= WORK TASK =
Which lines run from the one containing "Where in this photo can the bread end" through the end of the material? Transcribe them word for word, and only them.

Start of Block

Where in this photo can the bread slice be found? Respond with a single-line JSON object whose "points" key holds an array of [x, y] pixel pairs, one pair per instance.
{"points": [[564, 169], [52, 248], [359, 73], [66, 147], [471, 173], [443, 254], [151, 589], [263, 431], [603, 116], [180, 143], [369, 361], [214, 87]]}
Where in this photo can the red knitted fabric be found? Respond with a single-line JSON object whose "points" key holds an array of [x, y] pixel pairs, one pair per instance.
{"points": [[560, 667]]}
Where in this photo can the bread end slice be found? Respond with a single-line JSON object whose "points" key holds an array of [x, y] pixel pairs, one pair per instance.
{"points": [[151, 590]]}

End of Block

= RESPONSE BOX =
Where in this photo can the bread end slice be found? Respond with a single-line JSON object whose "points" key holds an array of [x, y] pixel pairs, one pair per instance.
{"points": [[151, 590]]}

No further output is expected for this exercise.